Projeto foi demandado por agricultores
O
Semiárido alagoano abrange 38 municípios, constituindo-se numa região
caracterizada pelas frequentes ausências, escassez e alta variabilidade
espacial e temporal das chuvas, com média anual entre 400 mm a 800 mm, e
valores médios de evapotranspiração entre 1.400 mm a 1.500 mm.
Os
pesquisadores e técnicos envolvidos no projeto ressaltam que a
implantação de tecnologias sociais de captação e estocagem da água de
chuva para usos múltiplos tem aumentado muito nos últimos anos, por meio
de programas governamentais e de iniciativas individuais de
agricultores, buscando a inclusão socioprodutiva, a geração de renda e
de valor e a autonomia e dignidade das famílias agricultoras da região.

## Tarefa A
Reescreva o trecho sobre o Semiárido alagoano de "Projeto foi demandado" até "a 1.500 mm.", trocando "chuvas" por "precipitações".
## Tarefa B
Responda com base no trecho sobre o Semiárido alagoano:
(i) Quantos municípios o Semiárido alagoano abrange?
(ii) Qual é a média anual de chuvas na região?
(iii) Por meio de que a implantação de tecnologias sociais de captação e estocagem da água de chuva tem aumentado?

## Dados fornecidos
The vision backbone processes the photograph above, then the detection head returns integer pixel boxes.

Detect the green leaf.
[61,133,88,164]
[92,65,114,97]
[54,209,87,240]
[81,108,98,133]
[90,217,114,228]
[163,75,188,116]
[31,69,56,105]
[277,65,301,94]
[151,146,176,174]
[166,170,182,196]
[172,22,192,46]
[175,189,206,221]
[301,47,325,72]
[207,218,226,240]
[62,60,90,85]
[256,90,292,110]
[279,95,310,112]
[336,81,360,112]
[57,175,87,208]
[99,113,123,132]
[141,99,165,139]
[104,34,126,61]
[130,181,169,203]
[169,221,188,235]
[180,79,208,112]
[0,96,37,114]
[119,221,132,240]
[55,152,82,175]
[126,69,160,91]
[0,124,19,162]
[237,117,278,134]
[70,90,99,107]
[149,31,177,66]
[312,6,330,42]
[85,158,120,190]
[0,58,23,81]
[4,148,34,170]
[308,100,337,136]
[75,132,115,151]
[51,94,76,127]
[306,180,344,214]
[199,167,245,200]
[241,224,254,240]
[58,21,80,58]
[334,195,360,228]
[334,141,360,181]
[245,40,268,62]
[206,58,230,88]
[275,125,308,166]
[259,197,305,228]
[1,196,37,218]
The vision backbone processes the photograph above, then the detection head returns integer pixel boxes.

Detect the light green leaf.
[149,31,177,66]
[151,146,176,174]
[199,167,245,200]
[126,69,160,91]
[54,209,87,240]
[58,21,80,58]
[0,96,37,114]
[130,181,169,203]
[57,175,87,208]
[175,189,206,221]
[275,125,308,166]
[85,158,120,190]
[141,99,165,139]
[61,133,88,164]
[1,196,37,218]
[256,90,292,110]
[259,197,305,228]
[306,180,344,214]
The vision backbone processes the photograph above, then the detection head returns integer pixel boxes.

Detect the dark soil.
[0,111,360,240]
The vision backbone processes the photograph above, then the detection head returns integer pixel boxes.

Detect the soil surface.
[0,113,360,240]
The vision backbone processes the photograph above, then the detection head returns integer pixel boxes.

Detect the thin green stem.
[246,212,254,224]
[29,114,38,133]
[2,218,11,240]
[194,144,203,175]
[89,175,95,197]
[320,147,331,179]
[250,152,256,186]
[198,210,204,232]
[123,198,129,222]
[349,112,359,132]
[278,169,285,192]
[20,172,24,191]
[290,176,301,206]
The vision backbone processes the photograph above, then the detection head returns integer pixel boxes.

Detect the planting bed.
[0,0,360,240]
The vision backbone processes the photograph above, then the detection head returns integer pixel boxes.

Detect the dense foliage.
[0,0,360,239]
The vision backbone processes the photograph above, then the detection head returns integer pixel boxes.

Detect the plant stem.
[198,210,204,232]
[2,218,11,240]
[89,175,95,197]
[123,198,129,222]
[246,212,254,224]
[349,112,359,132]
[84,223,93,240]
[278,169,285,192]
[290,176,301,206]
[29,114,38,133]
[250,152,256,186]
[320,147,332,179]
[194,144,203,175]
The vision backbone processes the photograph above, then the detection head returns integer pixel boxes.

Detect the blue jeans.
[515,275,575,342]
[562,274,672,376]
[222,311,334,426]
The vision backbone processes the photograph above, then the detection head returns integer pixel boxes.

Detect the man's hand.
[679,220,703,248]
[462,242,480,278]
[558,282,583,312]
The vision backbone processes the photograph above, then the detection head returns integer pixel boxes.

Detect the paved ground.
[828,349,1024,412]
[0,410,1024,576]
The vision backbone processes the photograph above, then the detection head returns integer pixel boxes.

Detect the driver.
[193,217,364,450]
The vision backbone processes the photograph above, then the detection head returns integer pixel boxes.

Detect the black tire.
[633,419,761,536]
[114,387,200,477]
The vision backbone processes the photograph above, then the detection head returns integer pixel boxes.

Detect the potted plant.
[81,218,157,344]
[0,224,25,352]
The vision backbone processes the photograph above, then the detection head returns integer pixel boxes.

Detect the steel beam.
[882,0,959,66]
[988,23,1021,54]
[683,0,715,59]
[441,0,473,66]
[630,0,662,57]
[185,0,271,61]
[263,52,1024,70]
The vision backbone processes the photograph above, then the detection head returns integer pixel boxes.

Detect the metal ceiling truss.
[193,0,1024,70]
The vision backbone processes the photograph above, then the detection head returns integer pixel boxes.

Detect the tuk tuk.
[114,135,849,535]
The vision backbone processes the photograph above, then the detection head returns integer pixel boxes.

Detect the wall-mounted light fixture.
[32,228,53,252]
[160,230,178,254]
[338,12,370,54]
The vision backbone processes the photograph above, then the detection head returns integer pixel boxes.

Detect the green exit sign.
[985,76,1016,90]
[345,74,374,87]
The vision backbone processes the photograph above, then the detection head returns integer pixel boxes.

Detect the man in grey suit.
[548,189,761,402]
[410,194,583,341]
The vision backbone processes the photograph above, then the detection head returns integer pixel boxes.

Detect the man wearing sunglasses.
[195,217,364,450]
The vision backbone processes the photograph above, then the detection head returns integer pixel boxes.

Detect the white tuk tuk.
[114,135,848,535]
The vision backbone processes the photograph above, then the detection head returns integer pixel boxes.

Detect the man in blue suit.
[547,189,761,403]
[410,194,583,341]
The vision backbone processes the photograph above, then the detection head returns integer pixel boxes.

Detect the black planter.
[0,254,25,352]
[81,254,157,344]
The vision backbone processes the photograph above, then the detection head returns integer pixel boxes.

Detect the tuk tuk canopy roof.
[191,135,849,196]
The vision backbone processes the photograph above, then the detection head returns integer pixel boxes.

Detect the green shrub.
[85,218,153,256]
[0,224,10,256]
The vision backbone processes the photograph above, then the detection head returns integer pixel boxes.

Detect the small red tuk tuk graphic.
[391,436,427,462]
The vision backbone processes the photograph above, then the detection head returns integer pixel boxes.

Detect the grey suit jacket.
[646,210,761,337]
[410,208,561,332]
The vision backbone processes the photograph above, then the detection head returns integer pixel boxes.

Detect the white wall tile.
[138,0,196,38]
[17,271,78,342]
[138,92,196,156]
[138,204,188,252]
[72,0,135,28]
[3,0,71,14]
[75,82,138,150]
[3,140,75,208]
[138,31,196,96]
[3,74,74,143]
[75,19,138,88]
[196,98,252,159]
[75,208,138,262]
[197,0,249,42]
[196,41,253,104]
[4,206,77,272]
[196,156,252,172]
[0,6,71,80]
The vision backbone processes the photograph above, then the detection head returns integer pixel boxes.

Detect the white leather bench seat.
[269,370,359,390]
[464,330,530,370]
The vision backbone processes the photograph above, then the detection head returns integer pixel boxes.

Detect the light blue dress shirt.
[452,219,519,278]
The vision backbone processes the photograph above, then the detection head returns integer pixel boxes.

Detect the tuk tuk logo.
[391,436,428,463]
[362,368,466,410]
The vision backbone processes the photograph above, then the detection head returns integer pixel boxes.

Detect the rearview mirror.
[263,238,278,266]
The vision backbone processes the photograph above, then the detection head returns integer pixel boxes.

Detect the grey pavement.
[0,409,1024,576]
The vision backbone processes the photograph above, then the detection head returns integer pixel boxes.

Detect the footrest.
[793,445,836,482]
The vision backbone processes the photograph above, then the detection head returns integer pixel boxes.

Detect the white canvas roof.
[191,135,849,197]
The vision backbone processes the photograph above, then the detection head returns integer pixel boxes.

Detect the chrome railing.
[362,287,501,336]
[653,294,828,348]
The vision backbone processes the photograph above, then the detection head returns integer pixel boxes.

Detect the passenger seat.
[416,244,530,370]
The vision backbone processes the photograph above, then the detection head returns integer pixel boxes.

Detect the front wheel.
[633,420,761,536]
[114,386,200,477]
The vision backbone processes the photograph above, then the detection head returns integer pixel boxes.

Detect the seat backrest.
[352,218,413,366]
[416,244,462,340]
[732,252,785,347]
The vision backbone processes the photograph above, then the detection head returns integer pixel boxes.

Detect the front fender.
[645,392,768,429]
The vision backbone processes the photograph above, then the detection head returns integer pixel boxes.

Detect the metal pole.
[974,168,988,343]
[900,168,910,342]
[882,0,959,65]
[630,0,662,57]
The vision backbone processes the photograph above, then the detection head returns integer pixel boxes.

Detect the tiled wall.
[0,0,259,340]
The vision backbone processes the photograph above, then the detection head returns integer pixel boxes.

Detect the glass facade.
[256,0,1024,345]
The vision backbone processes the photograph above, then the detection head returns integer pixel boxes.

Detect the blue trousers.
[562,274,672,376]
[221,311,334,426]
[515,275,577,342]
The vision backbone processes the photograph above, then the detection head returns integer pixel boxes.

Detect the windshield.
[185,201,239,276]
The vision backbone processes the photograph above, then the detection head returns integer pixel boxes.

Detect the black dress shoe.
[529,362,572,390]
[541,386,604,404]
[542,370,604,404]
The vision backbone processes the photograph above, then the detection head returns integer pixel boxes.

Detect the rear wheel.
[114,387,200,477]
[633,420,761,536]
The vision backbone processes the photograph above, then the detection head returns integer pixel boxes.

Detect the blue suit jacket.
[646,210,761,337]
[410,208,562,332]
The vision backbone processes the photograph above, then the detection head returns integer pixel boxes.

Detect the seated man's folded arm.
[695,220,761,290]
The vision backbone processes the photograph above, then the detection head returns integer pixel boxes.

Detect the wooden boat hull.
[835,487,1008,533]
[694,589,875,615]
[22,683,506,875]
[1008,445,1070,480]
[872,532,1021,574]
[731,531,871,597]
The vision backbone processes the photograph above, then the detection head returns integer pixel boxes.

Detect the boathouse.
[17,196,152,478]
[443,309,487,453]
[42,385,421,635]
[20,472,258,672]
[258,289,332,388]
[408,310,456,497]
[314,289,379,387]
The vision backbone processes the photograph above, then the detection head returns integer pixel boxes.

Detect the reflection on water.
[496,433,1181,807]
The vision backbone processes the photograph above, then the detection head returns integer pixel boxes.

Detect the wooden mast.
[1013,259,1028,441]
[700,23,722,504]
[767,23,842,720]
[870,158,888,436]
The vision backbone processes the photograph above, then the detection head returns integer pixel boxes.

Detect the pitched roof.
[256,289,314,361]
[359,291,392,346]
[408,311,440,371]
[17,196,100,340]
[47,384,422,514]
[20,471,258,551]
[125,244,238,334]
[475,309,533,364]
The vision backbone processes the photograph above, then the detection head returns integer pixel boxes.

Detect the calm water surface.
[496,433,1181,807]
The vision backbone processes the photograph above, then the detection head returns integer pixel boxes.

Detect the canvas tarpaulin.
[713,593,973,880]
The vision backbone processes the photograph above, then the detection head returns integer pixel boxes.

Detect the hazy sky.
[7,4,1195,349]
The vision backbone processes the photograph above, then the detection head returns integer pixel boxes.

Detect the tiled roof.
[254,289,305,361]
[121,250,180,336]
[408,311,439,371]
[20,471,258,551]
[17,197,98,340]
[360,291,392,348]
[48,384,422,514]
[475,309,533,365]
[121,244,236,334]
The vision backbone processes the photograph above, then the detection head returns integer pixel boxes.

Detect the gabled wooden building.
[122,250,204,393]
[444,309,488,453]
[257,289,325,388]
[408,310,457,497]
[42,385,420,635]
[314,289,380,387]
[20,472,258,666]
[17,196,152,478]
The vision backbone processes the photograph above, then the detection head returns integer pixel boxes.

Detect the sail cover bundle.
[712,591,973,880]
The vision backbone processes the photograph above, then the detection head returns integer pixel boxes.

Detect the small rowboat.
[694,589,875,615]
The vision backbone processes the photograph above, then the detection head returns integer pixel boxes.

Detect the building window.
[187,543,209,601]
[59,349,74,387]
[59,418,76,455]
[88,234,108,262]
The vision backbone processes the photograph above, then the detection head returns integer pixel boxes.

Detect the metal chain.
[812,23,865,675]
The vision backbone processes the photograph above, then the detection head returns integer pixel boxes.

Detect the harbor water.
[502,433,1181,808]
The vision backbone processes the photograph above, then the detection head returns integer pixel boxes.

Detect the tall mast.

## Resolução da tarefa A
Projeto foi demandado por agricultores
O
Semiárido alagoano abrange 38 municípios, constituindo-se numa região
caracterizada pelas frequentes ausências, escassez e alta variabilidade
espacial e temporal das precipitações, com média anual entre 400 mm a 800 mm, e
valores médios de evapotranspiração entre 1.400 mm a 1.500 mm.

## Resolução da tarefa B
(i) 38 municípios.
(ii) Entre 400 mm e 800 mm.
(iii) Por meio de programas governamentais e de iniciativas individuais de agricultores.